# Start of Record excerpts
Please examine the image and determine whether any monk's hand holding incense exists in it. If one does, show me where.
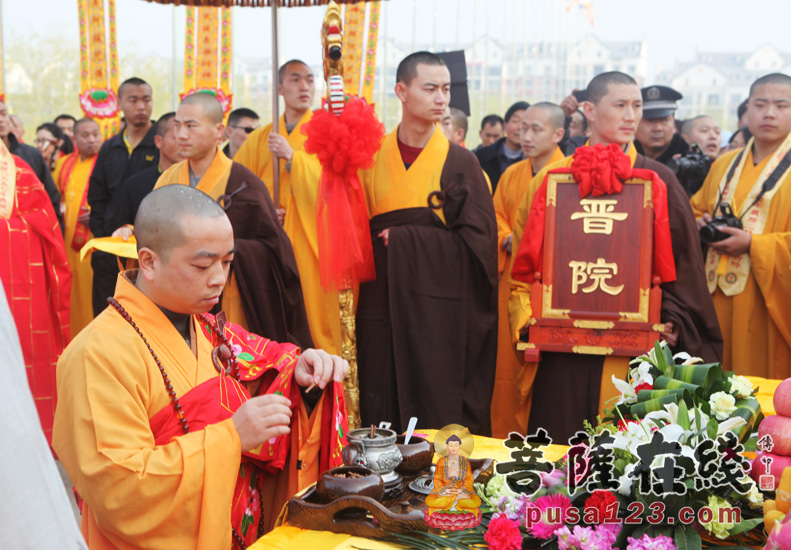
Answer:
[294,349,349,389]
[232,394,291,452]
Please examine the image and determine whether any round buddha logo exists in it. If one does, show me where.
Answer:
[423,424,482,531]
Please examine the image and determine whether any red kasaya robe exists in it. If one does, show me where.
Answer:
[0,153,71,444]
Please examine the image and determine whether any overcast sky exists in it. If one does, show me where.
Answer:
[2,0,791,84]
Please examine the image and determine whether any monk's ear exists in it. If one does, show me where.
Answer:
[552,128,566,145]
[137,246,159,281]
[395,82,406,103]
[582,101,596,123]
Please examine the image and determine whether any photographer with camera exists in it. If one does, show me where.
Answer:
[667,115,722,197]
[691,73,791,379]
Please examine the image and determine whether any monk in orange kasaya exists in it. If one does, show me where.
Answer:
[53,185,348,550]
[55,118,102,335]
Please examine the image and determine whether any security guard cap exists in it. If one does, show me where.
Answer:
[640,86,684,118]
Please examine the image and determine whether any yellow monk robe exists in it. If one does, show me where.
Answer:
[53,272,322,550]
[360,126,450,222]
[60,153,96,336]
[234,111,341,354]
[508,145,637,414]
[691,139,791,380]
[288,151,341,355]
[492,147,563,438]
[234,111,313,210]
[357,124,497,435]
[154,148,249,328]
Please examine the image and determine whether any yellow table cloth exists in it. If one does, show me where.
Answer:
[249,429,568,550]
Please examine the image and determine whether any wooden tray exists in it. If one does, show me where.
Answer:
[283,458,494,539]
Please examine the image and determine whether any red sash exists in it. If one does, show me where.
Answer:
[149,315,348,545]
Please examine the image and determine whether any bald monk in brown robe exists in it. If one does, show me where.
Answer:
[357,52,497,435]
[156,93,313,348]
[508,72,722,443]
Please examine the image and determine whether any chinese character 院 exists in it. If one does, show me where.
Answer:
[569,258,623,296]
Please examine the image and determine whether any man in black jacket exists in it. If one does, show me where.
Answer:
[0,101,63,226]
[634,86,689,166]
[474,101,530,193]
[88,78,159,315]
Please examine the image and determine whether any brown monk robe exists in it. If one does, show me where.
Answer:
[508,73,722,443]
[357,52,497,435]
[156,93,313,349]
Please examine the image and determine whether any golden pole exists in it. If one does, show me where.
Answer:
[321,1,360,429]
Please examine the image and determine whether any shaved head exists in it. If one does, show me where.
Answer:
[181,92,223,124]
[530,101,566,130]
[135,184,226,263]
[73,117,99,134]
[750,73,791,97]
[587,71,637,105]
[681,115,714,135]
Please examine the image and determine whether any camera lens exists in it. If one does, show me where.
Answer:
[700,223,719,243]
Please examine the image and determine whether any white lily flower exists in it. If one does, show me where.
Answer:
[612,374,637,405]
[717,416,747,435]
[630,361,654,388]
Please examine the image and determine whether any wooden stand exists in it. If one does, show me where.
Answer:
[283,458,494,538]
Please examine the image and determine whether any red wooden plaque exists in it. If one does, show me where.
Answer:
[520,173,662,361]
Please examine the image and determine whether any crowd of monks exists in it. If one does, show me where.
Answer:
[0,48,791,549]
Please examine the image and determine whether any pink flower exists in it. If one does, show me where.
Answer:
[538,470,566,487]
[528,494,571,540]
[626,535,678,550]
[483,516,522,550]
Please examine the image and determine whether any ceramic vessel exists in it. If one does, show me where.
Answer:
[316,466,385,502]
[396,435,434,476]
[342,428,402,483]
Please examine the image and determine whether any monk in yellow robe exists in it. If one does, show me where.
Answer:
[357,52,497,435]
[508,72,722,442]
[156,93,313,347]
[53,186,348,550]
[234,60,341,353]
[55,118,102,336]
[692,74,791,379]
[426,435,481,514]
[492,103,566,438]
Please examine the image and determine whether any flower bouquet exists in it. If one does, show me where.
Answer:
[374,342,766,550]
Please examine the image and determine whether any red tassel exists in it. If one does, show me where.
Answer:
[302,99,385,291]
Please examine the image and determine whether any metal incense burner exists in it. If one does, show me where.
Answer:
[342,427,404,497]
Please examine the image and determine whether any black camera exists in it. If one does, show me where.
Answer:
[667,143,711,197]
[700,202,742,243]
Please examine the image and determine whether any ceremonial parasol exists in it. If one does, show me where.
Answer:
[141,0,382,208]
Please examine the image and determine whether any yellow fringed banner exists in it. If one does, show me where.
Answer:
[362,2,379,103]
[181,7,233,115]
[77,0,121,139]
[343,2,365,95]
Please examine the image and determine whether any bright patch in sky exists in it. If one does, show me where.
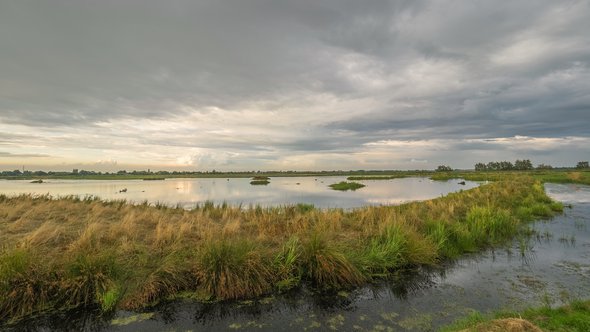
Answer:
[0,0,590,170]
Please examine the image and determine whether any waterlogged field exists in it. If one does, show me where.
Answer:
[0,176,479,208]
[0,177,563,328]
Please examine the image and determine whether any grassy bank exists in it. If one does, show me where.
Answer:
[430,170,590,185]
[0,177,562,323]
[328,181,365,191]
[442,301,590,332]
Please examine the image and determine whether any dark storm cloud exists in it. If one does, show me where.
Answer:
[0,151,49,158]
[0,0,590,169]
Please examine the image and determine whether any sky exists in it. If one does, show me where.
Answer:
[0,0,590,171]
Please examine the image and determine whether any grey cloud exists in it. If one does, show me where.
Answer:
[0,0,590,169]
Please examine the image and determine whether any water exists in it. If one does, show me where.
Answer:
[0,176,479,208]
[5,184,590,331]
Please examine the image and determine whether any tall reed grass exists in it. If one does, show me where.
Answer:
[0,177,562,323]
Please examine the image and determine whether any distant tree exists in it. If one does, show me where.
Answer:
[436,165,453,172]
[475,163,488,171]
[514,159,533,171]
[500,161,514,171]
[487,161,500,171]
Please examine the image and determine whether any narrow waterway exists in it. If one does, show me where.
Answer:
[9,184,590,331]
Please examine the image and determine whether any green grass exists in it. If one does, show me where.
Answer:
[441,301,590,332]
[0,176,563,324]
[329,181,365,191]
[250,180,270,186]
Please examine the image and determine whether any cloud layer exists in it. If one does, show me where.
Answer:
[0,0,590,170]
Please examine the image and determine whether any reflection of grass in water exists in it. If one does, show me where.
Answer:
[0,178,554,321]
[329,181,365,191]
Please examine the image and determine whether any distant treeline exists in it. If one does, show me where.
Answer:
[476,159,590,171]
[0,169,430,178]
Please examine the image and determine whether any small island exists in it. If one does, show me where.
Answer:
[329,181,365,191]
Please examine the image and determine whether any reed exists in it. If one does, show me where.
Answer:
[0,176,563,323]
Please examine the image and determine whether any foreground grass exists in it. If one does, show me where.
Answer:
[0,177,562,323]
[442,301,590,332]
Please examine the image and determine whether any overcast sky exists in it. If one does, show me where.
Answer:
[0,0,590,170]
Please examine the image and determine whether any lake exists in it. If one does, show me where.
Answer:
[0,176,479,208]
[9,183,590,331]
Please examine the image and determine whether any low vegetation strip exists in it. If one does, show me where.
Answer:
[346,174,409,181]
[442,300,590,332]
[0,177,562,324]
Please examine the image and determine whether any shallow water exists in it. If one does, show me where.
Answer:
[0,176,479,208]
[5,184,590,331]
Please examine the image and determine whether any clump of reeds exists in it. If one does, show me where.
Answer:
[0,177,563,322]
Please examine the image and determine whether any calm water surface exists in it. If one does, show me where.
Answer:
[0,176,479,208]
[5,184,590,331]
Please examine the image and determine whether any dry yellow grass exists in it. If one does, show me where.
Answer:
[0,178,554,320]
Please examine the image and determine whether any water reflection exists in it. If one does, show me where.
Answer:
[0,176,479,208]
[5,186,590,331]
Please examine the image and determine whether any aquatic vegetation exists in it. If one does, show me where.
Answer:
[0,177,562,322]
[346,174,410,181]
[329,181,365,191]
[250,180,270,186]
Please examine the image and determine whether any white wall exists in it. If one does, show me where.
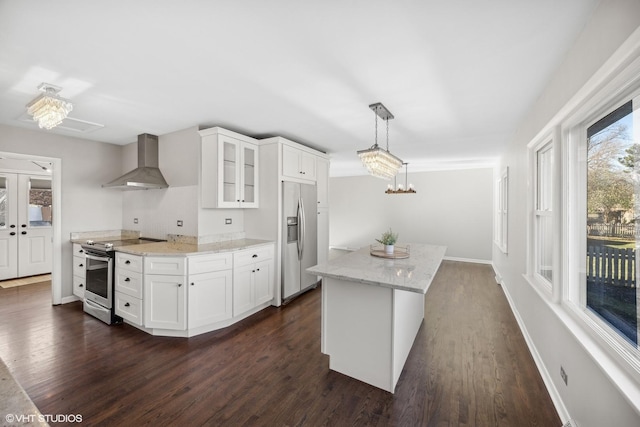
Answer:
[0,125,122,298]
[120,126,244,239]
[329,168,493,262]
[493,0,640,427]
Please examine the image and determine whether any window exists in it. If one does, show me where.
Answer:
[528,134,557,297]
[494,168,509,254]
[581,100,640,348]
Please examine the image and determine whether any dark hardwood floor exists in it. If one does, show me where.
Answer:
[0,261,562,426]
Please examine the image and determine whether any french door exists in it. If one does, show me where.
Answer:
[0,172,52,280]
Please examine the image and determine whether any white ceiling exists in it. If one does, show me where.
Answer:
[0,0,598,176]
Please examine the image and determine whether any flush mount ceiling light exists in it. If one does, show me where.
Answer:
[358,102,402,179]
[27,83,73,129]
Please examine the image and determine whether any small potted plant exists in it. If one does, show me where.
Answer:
[376,228,398,255]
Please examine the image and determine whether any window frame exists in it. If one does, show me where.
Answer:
[561,88,640,382]
[525,127,562,302]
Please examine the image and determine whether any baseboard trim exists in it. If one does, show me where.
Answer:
[444,256,493,265]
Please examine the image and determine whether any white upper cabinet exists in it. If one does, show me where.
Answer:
[316,157,329,208]
[200,127,259,208]
[282,145,316,182]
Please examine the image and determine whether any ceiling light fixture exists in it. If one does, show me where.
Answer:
[385,163,416,194]
[358,102,402,179]
[27,83,73,130]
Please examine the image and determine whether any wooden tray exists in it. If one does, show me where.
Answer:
[370,248,409,259]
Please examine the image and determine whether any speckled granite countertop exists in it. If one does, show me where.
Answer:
[115,239,273,256]
[307,243,447,294]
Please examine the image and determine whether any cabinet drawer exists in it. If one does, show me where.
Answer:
[116,252,142,273]
[115,292,143,326]
[188,252,233,274]
[233,245,273,267]
[73,243,84,257]
[73,256,87,279]
[114,269,142,298]
[144,257,185,276]
[73,276,85,298]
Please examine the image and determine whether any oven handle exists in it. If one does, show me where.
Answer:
[85,254,111,262]
[84,298,109,310]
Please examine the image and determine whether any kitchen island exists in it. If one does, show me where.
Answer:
[307,244,446,393]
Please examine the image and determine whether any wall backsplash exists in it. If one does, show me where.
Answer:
[122,185,198,239]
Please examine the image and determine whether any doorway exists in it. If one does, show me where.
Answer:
[0,171,53,280]
[0,151,61,305]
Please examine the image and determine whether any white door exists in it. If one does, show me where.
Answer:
[0,173,53,280]
[0,174,18,280]
[18,174,53,277]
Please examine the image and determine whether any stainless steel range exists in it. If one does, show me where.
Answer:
[81,237,163,325]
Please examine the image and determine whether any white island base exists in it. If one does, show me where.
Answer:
[322,278,425,393]
[307,244,447,393]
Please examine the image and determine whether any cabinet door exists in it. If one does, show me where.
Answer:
[188,270,233,328]
[252,259,273,305]
[240,142,259,208]
[316,157,329,208]
[218,135,241,208]
[282,145,301,178]
[318,208,329,264]
[233,265,254,316]
[144,275,187,331]
[300,151,316,181]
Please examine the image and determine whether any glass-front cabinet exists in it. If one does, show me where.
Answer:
[200,128,259,208]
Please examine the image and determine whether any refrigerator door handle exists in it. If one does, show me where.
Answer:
[298,197,307,260]
[296,199,302,261]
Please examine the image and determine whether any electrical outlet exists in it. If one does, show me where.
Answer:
[560,366,569,385]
# End of Record excerpts
Short exercise - Reproduce the listing word for word, starting at its first line and ending at the line that contains "[154,148,249,328]", both included, and omit the pictures from your copy.

Response -
Please examine the image and determine whether any monk's hand holding incense exists in it. If one does, show me where.
Answer:
[294,349,349,389]
[232,394,291,452]
Please examine the image and determine whether any round buddha logo exists in it. If one does, show me where.
Answer:
[423,424,482,531]
Please examine the image and determine whether any red kasaya robe exists in it. If one does, show me where.
Answer:
[0,153,71,444]
Please examine the image and determine whether any overcast sky exists in it. If one does, show me where.
Answer:
[2,0,791,84]
Please examine the image and determine whether any monk's ear exists in it. If one does, show me where.
Answer:
[552,128,566,145]
[137,246,159,281]
[395,82,406,103]
[582,101,596,123]
Please examine the image and determine whether any photographer with camera exists in it. If one does, show me where.
Answer:
[667,115,722,197]
[691,73,791,379]
Please examine the image and determine whether any monk in orange kasaya exists in it. If one does, show me where.
Answer:
[53,185,348,550]
[55,118,102,335]
Please examine the image and determine whether any security guard cap exists in it. If one does, show me where.
Answer:
[640,86,684,118]
Please examine the image and determine whether any yellow monk robe exists in it. If one does, show me where.
Answer:
[53,272,322,550]
[360,126,450,222]
[60,153,96,336]
[234,111,341,354]
[508,145,637,414]
[691,139,791,380]
[288,151,341,355]
[492,147,563,438]
[234,111,313,210]
[357,124,497,435]
[154,148,249,328]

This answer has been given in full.